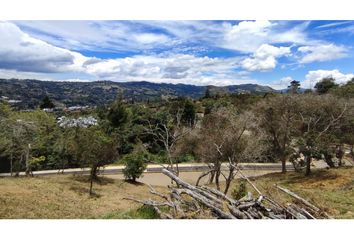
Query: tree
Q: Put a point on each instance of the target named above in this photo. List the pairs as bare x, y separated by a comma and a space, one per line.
168, 130
228, 137
294, 86
94, 149
276, 116
317, 119
135, 164
47, 103
27, 133
325, 85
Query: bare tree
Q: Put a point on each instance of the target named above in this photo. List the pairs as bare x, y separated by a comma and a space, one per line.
227, 138
317, 119
169, 132
277, 116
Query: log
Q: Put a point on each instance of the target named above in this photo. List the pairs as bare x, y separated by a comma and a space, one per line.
305, 202
186, 185
207, 202
236, 212
221, 195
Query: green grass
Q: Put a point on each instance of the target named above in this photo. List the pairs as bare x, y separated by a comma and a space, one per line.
144, 212
332, 190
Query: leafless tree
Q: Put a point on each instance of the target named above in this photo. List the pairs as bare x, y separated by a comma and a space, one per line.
227, 138
169, 132
317, 118
277, 116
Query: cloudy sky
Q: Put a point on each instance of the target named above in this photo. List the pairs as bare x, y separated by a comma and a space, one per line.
192, 52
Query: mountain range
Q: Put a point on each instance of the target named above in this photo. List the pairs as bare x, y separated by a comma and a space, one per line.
28, 93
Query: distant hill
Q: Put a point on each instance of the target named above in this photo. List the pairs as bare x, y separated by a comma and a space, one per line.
31, 92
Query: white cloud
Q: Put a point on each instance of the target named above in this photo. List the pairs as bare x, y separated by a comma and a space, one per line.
264, 58
282, 83
248, 36
21, 52
173, 68
312, 77
321, 53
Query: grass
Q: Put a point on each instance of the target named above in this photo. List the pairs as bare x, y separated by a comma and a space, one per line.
66, 197
144, 212
332, 190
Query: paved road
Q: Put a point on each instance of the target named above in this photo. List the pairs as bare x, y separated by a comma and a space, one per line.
155, 168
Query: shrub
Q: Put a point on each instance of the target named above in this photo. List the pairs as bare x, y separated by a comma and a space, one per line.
240, 190
135, 164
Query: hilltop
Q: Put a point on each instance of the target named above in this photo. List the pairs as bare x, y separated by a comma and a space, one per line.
30, 92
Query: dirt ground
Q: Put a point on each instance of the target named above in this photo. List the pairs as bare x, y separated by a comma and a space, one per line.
158, 179
66, 196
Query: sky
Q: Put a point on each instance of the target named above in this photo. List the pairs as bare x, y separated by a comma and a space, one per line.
220, 53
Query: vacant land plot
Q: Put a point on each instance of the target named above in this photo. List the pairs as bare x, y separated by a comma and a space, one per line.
65, 196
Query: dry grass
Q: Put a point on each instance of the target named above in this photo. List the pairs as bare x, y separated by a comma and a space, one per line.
58, 197
332, 190
66, 196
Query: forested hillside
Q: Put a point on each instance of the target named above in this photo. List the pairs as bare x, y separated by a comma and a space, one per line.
31, 92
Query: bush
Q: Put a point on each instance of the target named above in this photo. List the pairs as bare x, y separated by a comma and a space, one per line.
135, 164
240, 191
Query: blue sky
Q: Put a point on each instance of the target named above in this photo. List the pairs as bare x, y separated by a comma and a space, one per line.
192, 52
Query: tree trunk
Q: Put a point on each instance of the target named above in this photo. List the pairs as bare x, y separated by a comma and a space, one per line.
229, 179
91, 183
11, 163
308, 165
27, 161
93, 176
283, 165
212, 175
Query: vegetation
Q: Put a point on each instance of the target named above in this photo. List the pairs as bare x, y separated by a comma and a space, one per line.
31, 93
217, 128
135, 165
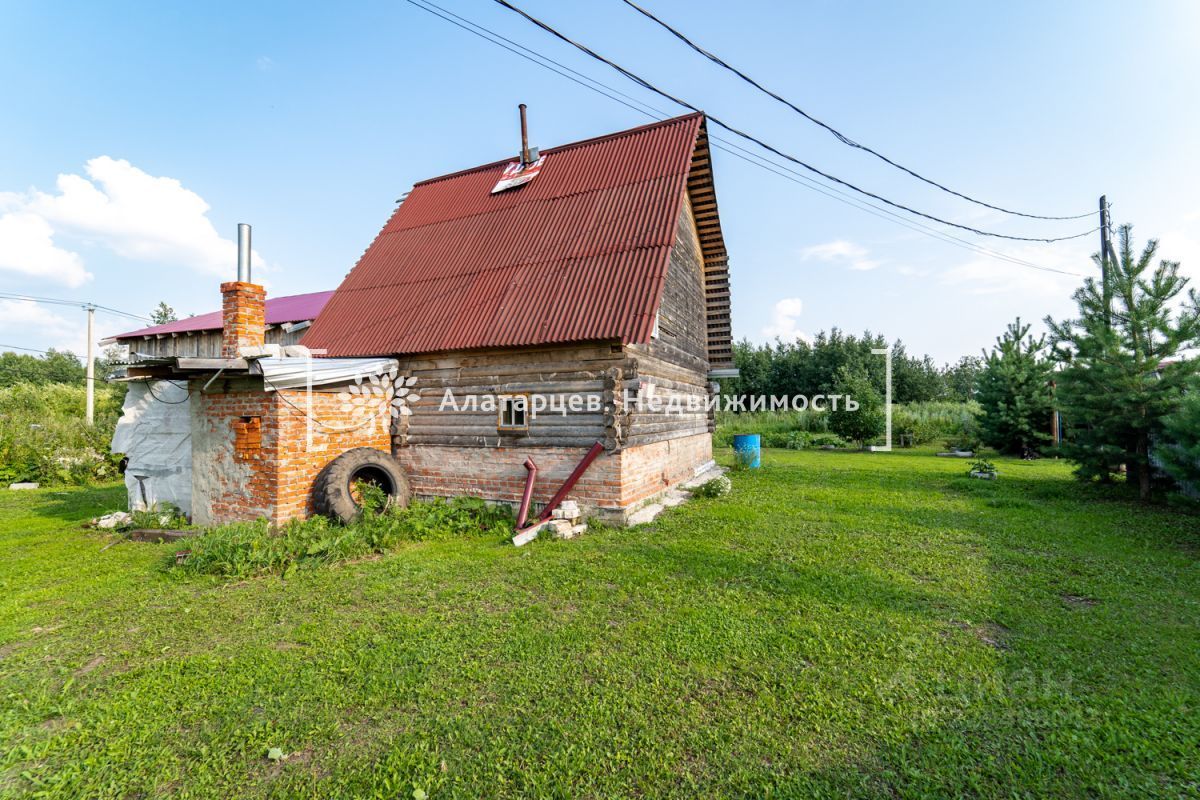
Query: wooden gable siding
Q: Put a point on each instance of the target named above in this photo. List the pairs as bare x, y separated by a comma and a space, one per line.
669, 388
702, 196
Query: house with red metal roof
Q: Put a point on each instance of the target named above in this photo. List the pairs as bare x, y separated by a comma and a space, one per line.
286, 320
527, 331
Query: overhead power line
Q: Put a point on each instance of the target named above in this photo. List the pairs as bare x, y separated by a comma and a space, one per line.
720, 143
76, 304
769, 148
17, 347
841, 137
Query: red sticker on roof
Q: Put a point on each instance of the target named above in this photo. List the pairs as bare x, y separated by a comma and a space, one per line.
517, 175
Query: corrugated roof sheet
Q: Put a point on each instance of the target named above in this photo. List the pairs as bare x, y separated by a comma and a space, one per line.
579, 253
292, 308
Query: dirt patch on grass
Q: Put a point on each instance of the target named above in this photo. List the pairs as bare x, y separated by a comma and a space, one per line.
994, 635
88, 667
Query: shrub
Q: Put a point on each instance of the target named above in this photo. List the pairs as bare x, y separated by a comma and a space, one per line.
1180, 452
43, 435
933, 421
864, 422
717, 487
251, 548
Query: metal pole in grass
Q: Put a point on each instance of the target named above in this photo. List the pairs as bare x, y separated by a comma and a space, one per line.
887, 395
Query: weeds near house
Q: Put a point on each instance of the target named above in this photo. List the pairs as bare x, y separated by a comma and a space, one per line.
253, 548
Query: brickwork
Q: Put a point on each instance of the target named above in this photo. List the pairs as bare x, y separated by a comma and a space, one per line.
252, 457
648, 469
333, 433
256, 459
244, 317
613, 482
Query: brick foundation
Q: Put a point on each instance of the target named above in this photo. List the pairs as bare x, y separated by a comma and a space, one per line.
615, 483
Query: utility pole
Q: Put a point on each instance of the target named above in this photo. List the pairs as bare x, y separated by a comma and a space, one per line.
1108, 259
91, 364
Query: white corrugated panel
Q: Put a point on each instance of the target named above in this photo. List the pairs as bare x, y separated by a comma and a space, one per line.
293, 373
155, 434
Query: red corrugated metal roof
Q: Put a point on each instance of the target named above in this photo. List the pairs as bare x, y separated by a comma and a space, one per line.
292, 308
579, 253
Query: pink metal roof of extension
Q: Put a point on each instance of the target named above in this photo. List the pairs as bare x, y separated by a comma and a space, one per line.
292, 308
579, 253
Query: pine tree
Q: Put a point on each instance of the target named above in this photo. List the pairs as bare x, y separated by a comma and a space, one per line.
1121, 379
864, 422
1014, 391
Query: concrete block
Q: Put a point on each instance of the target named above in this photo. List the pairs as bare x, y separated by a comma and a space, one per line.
529, 534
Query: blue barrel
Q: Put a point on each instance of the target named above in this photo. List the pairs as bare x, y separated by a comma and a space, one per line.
748, 450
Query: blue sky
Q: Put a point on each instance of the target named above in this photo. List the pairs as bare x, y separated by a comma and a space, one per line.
137, 136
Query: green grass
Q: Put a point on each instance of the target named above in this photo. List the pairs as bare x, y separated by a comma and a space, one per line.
843, 625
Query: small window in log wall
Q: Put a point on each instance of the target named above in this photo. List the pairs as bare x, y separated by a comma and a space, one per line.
514, 413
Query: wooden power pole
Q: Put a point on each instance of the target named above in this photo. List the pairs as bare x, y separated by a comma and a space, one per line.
1108, 258
91, 364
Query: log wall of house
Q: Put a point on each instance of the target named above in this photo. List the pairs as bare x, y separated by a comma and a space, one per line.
591, 373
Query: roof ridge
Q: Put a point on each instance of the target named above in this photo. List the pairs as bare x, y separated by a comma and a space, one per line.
531, 202
561, 148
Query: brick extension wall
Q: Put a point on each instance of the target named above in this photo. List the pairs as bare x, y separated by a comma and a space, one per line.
251, 452
251, 459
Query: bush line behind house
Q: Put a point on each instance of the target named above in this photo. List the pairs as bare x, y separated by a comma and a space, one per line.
45, 438
952, 423
253, 548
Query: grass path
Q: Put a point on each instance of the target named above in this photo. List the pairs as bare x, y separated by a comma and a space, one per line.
843, 625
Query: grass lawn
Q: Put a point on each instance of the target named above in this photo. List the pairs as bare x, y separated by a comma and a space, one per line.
843, 625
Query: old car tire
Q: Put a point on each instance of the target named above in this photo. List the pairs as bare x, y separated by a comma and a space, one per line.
334, 489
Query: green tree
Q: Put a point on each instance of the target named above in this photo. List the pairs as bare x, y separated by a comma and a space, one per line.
1180, 449
1014, 391
963, 378
52, 367
1121, 380
864, 422
163, 314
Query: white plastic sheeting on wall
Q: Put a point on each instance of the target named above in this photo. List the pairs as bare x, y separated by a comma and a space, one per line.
293, 372
155, 434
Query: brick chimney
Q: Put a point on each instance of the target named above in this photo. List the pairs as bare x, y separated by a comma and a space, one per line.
243, 305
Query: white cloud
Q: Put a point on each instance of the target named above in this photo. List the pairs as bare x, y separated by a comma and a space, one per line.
138, 216
23, 320
27, 246
841, 252
783, 324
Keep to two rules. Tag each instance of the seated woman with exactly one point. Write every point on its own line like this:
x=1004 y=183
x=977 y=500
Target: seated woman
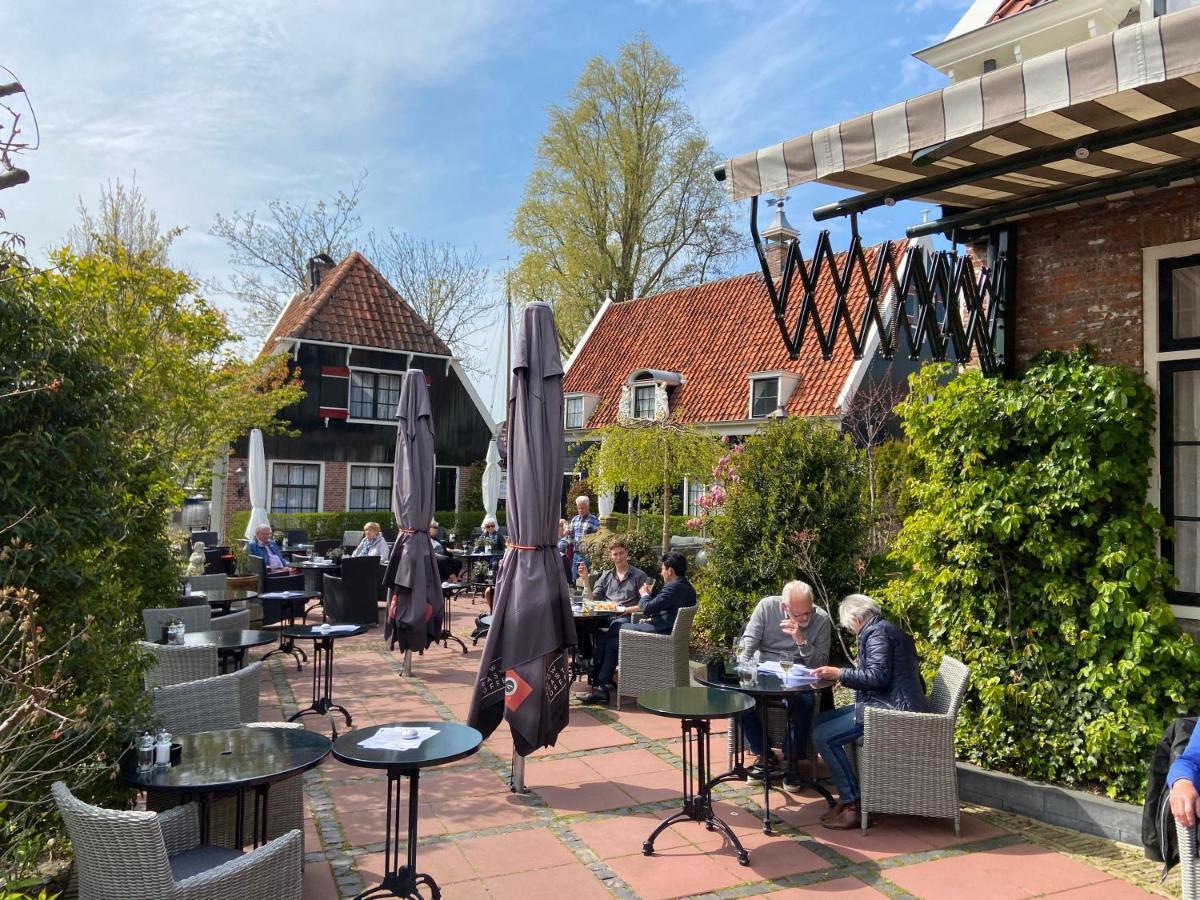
x=373 y=544
x=491 y=540
x=887 y=675
x=448 y=567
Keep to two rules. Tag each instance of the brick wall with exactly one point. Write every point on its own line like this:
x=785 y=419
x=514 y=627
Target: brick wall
x=233 y=503
x=335 y=487
x=1079 y=273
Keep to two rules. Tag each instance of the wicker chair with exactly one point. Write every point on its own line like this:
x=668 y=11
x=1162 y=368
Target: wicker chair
x=648 y=661
x=226 y=702
x=174 y=665
x=1186 y=840
x=195 y=618
x=906 y=762
x=235 y=621
x=126 y=855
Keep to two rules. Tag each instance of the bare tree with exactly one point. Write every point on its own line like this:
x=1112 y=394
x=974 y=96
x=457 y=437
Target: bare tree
x=867 y=418
x=449 y=288
x=121 y=220
x=270 y=253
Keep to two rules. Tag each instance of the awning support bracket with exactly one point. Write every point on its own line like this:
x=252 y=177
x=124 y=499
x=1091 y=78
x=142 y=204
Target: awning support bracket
x=924 y=300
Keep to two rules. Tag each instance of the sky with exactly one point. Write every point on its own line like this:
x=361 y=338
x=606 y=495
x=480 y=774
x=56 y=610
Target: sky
x=221 y=106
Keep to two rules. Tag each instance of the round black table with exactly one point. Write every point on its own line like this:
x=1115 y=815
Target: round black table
x=285 y=603
x=322 y=670
x=232 y=760
x=696 y=707
x=450 y=591
x=231 y=645
x=451 y=742
x=587 y=624
x=219 y=600
x=766 y=690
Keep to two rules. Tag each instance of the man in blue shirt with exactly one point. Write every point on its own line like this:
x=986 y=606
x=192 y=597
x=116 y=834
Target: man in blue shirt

### WHAT IS NEEDED
A reply should hold exactly the lines from the one containing "Target: sky" through the end of the data above, nothing more.

### TASK SOLUTION
Target: sky
x=221 y=106
Keep to two rules. Tag each instance of the round black table with exactly one point. Write every point on its own line like this:
x=1115 y=815
Target: round black table
x=285 y=603
x=322 y=670
x=232 y=760
x=696 y=707
x=450 y=591
x=231 y=645
x=451 y=742
x=587 y=624
x=219 y=600
x=766 y=690
Keep to two rules. Tag each instance of the man in blue shirt with exactly one point. Write every point on its own line like this:
x=986 y=606
x=192 y=597
x=116 y=834
Target: man in blue shirt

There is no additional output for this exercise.